Items from a data source:
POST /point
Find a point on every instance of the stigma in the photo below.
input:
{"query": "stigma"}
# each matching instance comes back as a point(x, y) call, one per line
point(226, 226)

### WORK TASK:
Give the records again, unchanged and complete.

### TASK RESPONSE:
POST /point
Find a point on every instance of the stigma in the photo below.
input:
{"query": "stigma"}
# each matching instance comes back as a point(x, y) call, one per line
point(226, 226)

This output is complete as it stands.